**Exercise text**
● ● ● ●
Album: Lydia Kavina: Spellbound! Original Works For Theremin

Label: Mode

Review date: Sep. 24, 2008


Olga Neuwirth - "Suite aus Baehlamms Fest pt. 1" (Lydia Kavina: Spellbound! Original Works For Theremin)


There’s plenty of information available about the fascinating circumstances surrounding the invention of the theremin. The tale of the instrument’s inventor and namesake Leon Theremin has been discussed in Theremin: An Electronic Odyssey, a documentary that details his odd relationship with the Soviet Union and his ties to the security industry. It doesn’t take watching the documentary, though, to know that the theremin is an instrument whose familiar whine worked its way into the popular mindset through its use in classic sci-fi soundtracks, found itself as a psych-rock centerpiece in the baroque pop of the Beach Boys, and has remained a staple of a few New Music performers, who keep alive the intent of the instrument as a unique orchestral voice.

Lydia Kavina, while her name may not be as immediately recognizable as original theremin virtuoso Clara Rockmore, is the heir to Rockmore’s idiosyncratic place in New Music history, and has a direct tie to Leon Theremin’s legacy. Kavina is the Russian inventor’s niece and the last protégé he took under his wing before his death in 1993. On Spellbound, Kavina offers her skills to perform a range of pieces that run the gamut of a few different styles in which the theremin has reared its distinct shriek since its invention.
● ● ● ●
Reproduce the passage of the review between "Label: Mode" and "unique orchestral voice.", inclusive. Rely only on the review for this work.

[Stored data entries]
● ● ● ●
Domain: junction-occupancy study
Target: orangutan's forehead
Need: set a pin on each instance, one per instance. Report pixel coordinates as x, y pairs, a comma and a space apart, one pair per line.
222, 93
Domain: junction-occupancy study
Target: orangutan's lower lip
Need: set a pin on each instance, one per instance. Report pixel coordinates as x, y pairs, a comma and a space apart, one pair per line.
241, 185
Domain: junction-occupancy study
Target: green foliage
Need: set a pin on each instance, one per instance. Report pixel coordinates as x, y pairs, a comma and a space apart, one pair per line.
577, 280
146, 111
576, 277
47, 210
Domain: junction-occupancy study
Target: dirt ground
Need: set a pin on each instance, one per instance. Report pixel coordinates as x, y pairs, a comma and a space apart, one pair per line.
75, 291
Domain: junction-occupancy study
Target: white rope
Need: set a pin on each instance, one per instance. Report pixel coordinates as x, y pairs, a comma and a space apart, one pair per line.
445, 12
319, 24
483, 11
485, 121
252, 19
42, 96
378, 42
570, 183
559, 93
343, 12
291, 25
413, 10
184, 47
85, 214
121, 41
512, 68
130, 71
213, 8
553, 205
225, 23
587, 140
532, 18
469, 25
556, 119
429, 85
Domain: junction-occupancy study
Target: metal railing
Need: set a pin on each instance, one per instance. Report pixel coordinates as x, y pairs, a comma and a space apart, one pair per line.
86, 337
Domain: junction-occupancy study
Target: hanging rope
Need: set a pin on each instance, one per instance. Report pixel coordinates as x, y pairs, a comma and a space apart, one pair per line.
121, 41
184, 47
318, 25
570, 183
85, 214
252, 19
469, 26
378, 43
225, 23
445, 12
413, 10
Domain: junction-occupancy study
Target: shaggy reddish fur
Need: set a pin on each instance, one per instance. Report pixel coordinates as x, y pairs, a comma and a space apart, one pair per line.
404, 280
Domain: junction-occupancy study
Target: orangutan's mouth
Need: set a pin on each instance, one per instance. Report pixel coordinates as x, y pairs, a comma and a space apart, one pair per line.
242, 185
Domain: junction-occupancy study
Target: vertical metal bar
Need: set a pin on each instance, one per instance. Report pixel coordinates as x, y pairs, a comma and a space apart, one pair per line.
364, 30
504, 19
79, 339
● ● ● ●
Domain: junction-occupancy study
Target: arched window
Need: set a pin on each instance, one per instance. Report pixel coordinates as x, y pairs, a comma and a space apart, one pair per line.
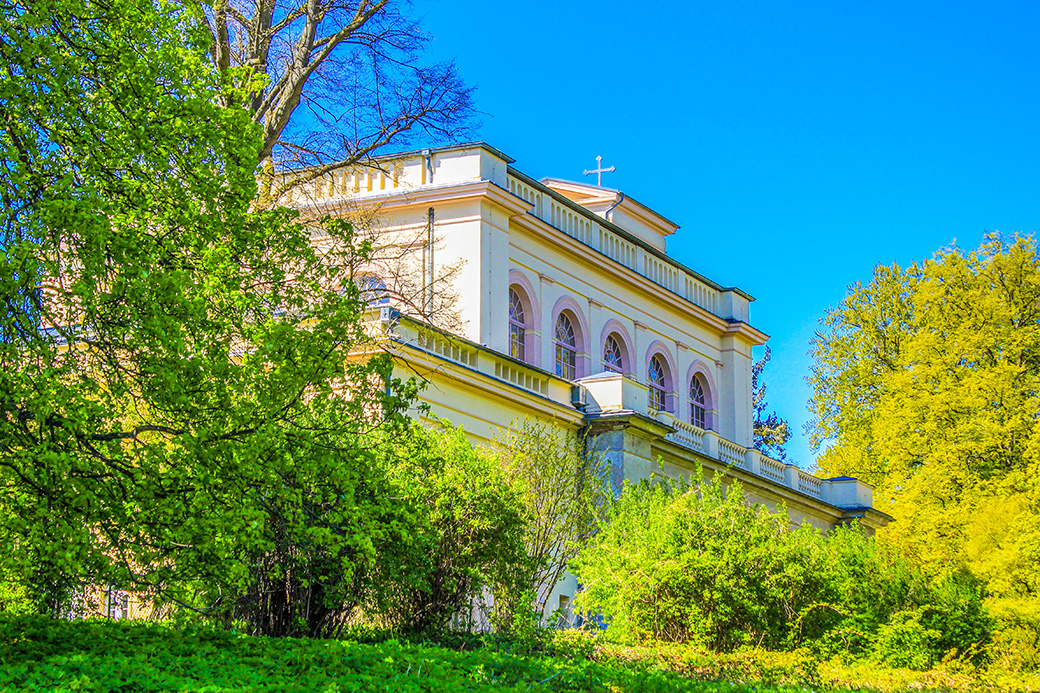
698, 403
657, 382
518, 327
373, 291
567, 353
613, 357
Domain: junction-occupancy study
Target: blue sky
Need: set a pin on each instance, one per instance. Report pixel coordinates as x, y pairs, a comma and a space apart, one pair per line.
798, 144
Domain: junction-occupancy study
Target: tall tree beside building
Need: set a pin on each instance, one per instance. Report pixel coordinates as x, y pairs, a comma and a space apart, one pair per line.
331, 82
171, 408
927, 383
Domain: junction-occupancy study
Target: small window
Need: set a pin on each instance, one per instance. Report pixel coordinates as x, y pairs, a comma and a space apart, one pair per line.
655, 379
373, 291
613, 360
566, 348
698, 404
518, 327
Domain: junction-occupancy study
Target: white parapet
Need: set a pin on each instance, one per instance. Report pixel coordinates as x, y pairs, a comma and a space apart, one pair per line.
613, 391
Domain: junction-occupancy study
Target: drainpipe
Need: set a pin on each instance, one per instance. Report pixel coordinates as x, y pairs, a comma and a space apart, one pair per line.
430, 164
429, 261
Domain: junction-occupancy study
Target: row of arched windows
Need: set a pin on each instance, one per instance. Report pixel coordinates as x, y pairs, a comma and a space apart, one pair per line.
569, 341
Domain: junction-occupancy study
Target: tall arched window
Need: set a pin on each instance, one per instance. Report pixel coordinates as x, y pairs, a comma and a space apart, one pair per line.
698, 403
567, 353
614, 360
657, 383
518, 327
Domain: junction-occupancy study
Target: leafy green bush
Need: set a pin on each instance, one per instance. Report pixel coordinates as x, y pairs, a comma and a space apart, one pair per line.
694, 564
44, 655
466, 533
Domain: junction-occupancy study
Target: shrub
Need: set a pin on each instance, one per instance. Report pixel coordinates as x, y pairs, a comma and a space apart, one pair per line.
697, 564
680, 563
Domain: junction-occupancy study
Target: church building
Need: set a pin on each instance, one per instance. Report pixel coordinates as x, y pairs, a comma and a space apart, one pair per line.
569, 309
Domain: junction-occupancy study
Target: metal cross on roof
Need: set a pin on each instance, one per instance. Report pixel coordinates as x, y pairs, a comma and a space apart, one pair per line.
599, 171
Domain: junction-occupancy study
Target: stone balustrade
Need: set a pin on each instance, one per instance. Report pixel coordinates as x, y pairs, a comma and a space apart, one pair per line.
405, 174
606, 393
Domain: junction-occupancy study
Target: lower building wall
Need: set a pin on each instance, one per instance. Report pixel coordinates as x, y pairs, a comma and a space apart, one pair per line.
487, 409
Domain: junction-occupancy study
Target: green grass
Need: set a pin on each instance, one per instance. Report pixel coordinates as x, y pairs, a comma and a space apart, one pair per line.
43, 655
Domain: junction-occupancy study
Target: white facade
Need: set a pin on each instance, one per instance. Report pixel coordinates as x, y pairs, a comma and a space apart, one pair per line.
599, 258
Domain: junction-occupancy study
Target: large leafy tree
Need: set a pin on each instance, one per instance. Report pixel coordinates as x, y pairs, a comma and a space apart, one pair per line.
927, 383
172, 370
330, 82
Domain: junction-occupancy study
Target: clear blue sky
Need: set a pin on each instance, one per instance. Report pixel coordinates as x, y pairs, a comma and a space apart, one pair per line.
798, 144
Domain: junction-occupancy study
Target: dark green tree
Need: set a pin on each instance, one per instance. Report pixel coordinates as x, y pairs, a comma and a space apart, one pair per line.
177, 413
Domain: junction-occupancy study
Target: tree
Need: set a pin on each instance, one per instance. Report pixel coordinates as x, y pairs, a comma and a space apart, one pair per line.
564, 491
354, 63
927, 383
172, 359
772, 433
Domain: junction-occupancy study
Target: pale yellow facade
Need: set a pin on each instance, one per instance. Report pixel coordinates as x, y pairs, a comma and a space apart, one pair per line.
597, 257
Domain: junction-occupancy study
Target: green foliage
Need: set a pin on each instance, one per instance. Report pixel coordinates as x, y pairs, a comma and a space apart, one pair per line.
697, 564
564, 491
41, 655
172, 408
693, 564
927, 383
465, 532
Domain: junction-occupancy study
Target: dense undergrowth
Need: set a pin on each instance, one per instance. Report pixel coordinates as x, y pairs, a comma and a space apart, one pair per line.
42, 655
● ● ● ●
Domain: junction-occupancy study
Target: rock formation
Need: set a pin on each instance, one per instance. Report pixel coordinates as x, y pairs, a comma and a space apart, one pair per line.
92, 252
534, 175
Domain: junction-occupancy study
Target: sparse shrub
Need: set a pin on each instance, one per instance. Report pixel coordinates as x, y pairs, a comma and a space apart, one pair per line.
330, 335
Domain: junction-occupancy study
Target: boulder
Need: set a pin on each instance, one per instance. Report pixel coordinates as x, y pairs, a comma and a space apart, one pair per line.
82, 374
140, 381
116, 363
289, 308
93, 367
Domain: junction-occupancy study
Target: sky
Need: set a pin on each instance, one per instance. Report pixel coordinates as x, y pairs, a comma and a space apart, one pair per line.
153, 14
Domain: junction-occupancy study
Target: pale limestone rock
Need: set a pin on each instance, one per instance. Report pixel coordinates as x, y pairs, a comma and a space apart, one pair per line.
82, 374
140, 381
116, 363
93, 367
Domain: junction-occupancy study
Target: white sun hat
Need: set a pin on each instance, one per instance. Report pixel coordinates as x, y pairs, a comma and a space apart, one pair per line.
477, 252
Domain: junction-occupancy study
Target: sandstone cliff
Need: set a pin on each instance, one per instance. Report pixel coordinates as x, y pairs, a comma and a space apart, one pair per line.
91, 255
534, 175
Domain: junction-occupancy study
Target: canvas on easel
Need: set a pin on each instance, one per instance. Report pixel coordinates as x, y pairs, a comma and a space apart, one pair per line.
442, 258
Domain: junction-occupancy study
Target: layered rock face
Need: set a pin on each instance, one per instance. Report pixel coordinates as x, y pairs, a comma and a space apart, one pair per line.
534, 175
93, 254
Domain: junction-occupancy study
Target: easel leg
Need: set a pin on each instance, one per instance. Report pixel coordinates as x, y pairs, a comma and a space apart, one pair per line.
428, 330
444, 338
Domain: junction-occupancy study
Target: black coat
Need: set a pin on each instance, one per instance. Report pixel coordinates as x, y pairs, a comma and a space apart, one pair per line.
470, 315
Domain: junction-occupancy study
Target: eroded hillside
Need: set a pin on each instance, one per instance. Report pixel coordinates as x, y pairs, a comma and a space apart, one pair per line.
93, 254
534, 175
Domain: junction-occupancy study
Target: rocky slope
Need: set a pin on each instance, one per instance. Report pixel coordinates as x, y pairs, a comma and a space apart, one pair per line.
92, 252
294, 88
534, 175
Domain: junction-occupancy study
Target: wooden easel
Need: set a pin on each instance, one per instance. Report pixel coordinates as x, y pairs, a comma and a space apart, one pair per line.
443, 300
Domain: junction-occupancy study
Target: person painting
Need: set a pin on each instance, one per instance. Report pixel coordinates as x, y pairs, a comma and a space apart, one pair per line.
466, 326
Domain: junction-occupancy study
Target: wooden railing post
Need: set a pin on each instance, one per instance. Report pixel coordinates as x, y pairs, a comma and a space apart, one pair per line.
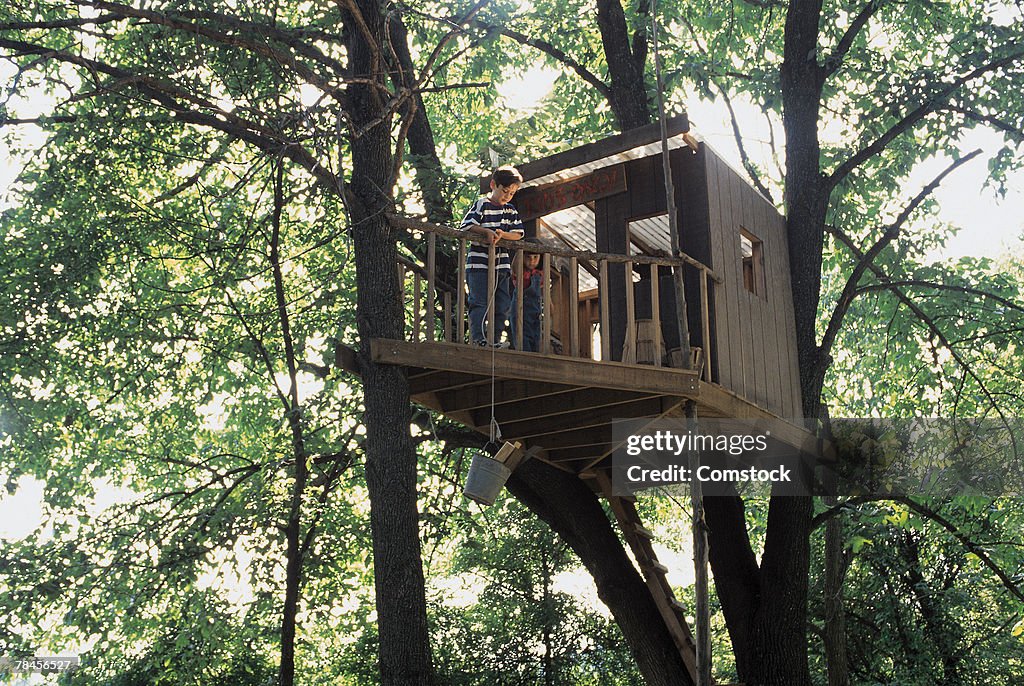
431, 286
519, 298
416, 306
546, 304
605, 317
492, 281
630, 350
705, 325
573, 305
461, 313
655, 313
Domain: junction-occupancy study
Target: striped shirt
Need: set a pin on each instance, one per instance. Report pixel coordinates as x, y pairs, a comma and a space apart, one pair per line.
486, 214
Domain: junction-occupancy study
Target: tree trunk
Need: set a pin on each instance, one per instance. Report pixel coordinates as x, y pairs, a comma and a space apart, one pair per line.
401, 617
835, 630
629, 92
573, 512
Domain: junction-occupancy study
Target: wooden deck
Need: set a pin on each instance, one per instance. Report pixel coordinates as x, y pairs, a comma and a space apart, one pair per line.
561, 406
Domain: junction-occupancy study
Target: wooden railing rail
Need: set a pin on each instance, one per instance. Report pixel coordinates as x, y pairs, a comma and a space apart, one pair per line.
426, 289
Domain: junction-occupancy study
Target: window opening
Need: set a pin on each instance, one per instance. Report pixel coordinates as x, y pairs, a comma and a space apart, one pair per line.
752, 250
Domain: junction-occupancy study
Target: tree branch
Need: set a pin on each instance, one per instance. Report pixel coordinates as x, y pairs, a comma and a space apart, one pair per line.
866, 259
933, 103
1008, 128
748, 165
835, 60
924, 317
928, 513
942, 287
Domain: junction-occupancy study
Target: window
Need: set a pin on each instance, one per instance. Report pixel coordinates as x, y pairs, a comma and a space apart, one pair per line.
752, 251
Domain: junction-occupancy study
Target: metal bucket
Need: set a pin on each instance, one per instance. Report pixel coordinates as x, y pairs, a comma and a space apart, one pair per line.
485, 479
● ● ● ●
**Result for this exercise**
Label: Mode

Review date: Sep. 24, 2008


Olga Neuwirth - "Suite aus Baehlamms Fest pt. 1" (Lydia Kavina: Spellbound! Original Works For Theremin)


There’s plenty of information available about the fascinating circumstances surrounding the invention of the theremin. The tale of the instrument’s inventor and namesake Leon Theremin has been discussed in Theremin: An Electronic Odyssey, a documentary that details his odd relationship with the Soviet Union and his ties to the security industry. It doesn’t take watching the documentary, though, to know that the theremin is an instrument whose familiar whine worked its way into the popular mindset through its use in classic sci-fi soundtracks, found itself as a psych-rock centerpiece in the baroque pop of the Beach Boys, and has remained a staple of a few New Music performers, who keep alive the intent of the instrument as a unique orchestral voice.